- **WHAT IS BEING ASKED**
Gather every line in the records below that contains the word "hill", and copy each one unchanged.

- **SUPPLIED RECORDS**
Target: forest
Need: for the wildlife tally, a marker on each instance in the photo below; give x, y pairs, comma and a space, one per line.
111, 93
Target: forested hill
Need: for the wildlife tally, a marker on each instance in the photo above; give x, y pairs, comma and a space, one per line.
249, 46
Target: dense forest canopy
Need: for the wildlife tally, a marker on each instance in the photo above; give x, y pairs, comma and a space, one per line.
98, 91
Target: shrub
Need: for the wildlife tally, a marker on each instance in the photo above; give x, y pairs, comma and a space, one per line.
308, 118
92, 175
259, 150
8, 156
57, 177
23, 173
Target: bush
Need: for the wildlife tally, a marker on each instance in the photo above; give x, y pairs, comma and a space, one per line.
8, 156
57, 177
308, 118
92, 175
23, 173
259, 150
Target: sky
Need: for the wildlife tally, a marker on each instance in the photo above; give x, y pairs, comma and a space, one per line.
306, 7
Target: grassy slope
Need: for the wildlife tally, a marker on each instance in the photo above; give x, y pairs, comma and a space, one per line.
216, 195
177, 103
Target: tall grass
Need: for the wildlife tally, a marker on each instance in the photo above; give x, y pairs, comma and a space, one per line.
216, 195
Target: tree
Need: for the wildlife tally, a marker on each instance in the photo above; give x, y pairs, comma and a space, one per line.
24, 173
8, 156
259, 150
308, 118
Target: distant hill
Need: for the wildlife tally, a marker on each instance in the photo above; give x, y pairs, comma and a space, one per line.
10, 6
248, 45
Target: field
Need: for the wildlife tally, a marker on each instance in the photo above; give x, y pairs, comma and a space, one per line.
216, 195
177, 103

---

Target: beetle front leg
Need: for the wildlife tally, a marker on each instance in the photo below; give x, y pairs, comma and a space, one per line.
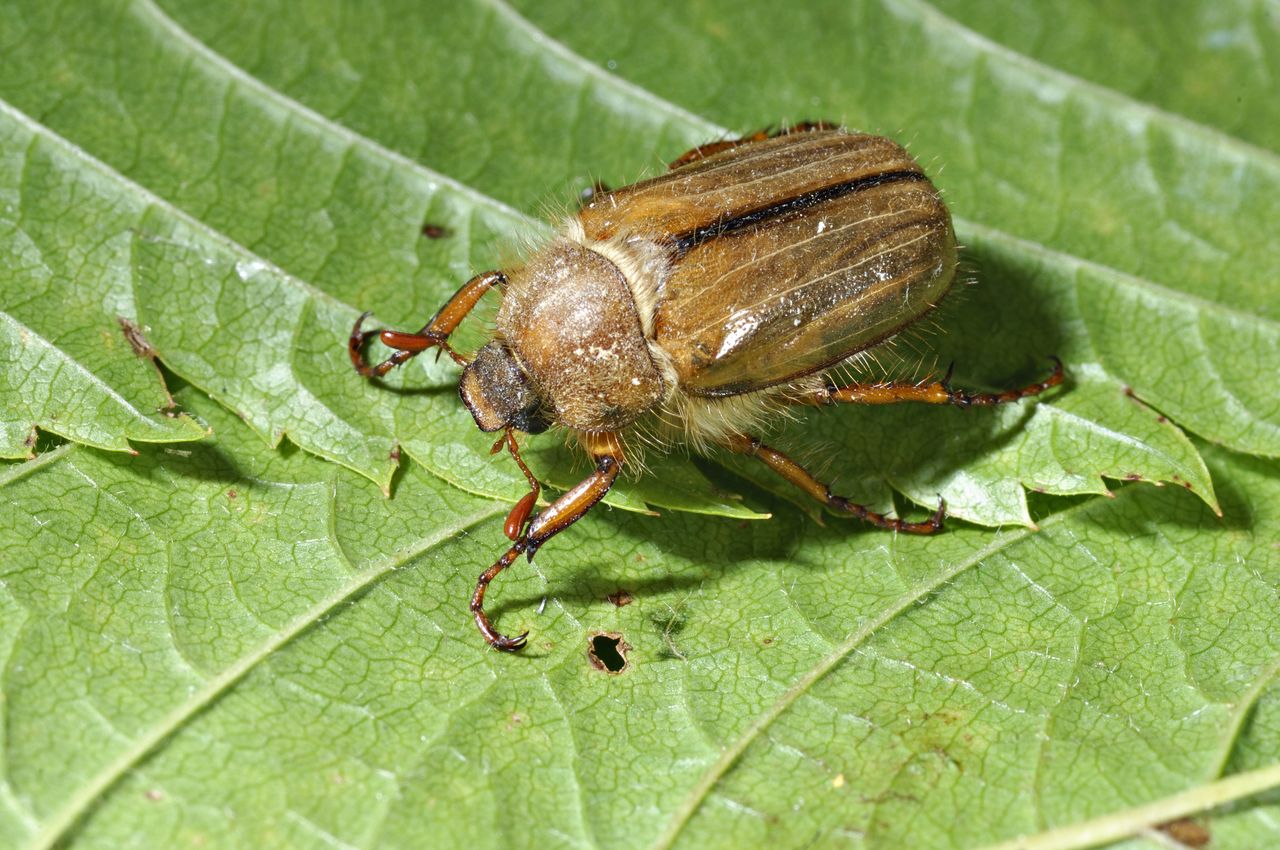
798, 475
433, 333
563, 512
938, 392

==

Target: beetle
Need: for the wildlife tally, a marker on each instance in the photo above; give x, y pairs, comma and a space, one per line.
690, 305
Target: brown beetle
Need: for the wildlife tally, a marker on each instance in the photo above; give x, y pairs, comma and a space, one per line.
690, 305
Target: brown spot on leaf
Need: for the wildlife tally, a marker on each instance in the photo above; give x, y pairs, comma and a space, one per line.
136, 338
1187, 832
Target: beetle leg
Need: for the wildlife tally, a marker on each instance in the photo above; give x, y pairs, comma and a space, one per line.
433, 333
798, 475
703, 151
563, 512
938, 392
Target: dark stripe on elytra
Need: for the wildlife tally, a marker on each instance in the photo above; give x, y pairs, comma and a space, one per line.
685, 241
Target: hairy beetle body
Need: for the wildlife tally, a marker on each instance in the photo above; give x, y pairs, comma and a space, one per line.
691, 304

- **SOLUTION TO THIS EXERCISE**
Target: forested hill
Target: distant hill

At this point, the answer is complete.